=== Directive ===
Please go through the data below and swap every occurrence of "innermost point" for "central point", keeping everything else the same. Leave the pictures out of your answer.

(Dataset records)
-.-.-
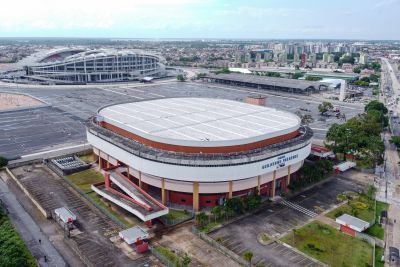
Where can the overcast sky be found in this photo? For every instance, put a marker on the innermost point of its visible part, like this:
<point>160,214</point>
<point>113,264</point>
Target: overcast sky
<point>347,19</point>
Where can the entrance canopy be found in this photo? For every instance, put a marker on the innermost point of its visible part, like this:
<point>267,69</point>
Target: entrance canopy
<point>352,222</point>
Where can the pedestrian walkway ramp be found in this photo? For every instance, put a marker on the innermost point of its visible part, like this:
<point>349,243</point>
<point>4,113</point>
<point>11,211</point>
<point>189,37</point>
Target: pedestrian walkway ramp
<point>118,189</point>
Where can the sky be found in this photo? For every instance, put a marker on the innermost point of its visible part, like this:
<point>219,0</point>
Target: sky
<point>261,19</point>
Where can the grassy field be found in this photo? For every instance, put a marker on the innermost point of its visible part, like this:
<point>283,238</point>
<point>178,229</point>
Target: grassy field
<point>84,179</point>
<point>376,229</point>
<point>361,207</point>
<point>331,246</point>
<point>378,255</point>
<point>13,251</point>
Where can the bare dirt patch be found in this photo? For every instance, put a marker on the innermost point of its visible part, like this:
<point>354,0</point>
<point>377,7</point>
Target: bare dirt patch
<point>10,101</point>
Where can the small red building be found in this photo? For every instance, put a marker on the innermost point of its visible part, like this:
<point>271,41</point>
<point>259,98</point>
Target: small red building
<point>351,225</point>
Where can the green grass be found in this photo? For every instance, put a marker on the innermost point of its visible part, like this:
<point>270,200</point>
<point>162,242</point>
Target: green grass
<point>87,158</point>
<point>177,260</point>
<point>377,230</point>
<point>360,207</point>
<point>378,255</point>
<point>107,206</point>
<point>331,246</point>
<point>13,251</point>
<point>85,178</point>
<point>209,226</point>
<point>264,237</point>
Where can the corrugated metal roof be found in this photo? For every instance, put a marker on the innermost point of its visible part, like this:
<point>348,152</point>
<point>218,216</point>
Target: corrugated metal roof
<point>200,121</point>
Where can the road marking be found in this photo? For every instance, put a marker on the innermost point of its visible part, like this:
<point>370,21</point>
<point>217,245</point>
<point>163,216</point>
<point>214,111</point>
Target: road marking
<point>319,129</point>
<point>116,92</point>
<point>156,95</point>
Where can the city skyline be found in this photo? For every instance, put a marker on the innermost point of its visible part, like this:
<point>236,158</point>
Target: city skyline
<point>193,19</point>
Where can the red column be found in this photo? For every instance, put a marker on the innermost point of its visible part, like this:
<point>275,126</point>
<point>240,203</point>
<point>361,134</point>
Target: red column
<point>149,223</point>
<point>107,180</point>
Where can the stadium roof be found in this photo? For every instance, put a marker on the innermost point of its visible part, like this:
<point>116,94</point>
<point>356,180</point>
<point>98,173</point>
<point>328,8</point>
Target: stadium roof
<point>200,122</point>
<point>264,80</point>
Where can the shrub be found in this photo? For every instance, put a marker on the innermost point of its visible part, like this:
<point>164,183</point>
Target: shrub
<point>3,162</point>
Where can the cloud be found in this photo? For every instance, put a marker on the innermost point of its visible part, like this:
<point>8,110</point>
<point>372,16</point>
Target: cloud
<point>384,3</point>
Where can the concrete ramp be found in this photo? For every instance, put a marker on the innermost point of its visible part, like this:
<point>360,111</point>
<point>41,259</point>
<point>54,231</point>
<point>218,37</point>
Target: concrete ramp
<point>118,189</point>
-.-.-
=== Correct output ===
Where can the overcast sky be found in this photo? For every instance, put a marker on the central point of its visible part, like this:
<point>160,214</point>
<point>113,264</point>
Target: overcast sky
<point>347,19</point>
Where can the entrance canopy be found in this photo? For every instance, put a marker on the central point of its visible part, like this:
<point>267,69</point>
Target: entrance canopy
<point>352,222</point>
Where can the pedestrian walkway ramp be found in this photo? For every instance, put a marker on the central point of its visible part, like this:
<point>349,243</point>
<point>4,113</point>
<point>11,211</point>
<point>189,37</point>
Target: pedestrian walkway ramp
<point>118,189</point>
Where can the sky be found in this photo? For every instance, put a marker on the central point of its visible part, like this:
<point>219,0</point>
Target: sky
<point>261,19</point>
Where can the grassy field be found in this photo? For every instance, put a marker on the central point of its visible part, like this:
<point>283,238</point>
<point>178,229</point>
Target: grassy field
<point>84,179</point>
<point>376,229</point>
<point>361,207</point>
<point>331,246</point>
<point>378,255</point>
<point>13,251</point>
Where can the bare dirt patch be found in this photo? For every instance, put a marker on the central point of its visible part, like this:
<point>354,0</point>
<point>377,7</point>
Target: bare dirt patch
<point>10,101</point>
Where can the small red building be found in this photo? For every instance, put a marker on the central point of its visible part, like this:
<point>271,41</point>
<point>259,98</point>
Target: small red building
<point>351,225</point>
Where can the green grass be found in this photo? For every instance, put a marker on the central point of its visible part, like this:
<point>270,200</point>
<point>162,242</point>
Target: green grass
<point>87,158</point>
<point>177,260</point>
<point>377,230</point>
<point>360,207</point>
<point>378,255</point>
<point>107,206</point>
<point>331,246</point>
<point>13,251</point>
<point>85,178</point>
<point>209,226</point>
<point>264,237</point>
Where can the corrugated metal roof be found in this photo? For every instance, put a marker on the central point of its visible part, like this:
<point>348,152</point>
<point>218,216</point>
Target: corrugated metal roof
<point>200,121</point>
Where can the road marking be found in this photo? For every instance, put a marker on the central point of its visible part, like this:
<point>370,21</point>
<point>217,245</point>
<point>163,216</point>
<point>214,111</point>
Target: road marking
<point>319,129</point>
<point>116,92</point>
<point>156,95</point>
Where can the city skyline be found in this photo? For every instance, put a marker on the central point of its visible part, like this:
<point>236,158</point>
Target: city skyline
<point>193,19</point>
Where can the red column be found in this photo? For every instance, put a marker on the central point of its visible part, like this:
<point>275,126</point>
<point>240,203</point>
<point>361,134</point>
Target: red column
<point>149,223</point>
<point>107,180</point>
Where can the stadium roof be found in this photo? For every instance, put a marker on the central point of its visible part, like this:
<point>116,94</point>
<point>356,180</point>
<point>98,173</point>
<point>328,8</point>
Target: stadium roof
<point>200,122</point>
<point>264,80</point>
Where can the shrub be found in this photo? For every instance, put a marker on the central point of its visible part, like this:
<point>164,183</point>
Target: shrub
<point>3,162</point>
Where can the cloud be found in this photo? For every instance, put a marker on the central point of its visible part, like this:
<point>8,110</point>
<point>372,16</point>
Target: cloud
<point>384,3</point>
Where can the concrete ramp be found in this photo? For every instance, put a marker on the central point of its visible part, like this:
<point>360,111</point>
<point>41,259</point>
<point>54,231</point>
<point>218,37</point>
Target: concrete ramp
<point>118,189</point>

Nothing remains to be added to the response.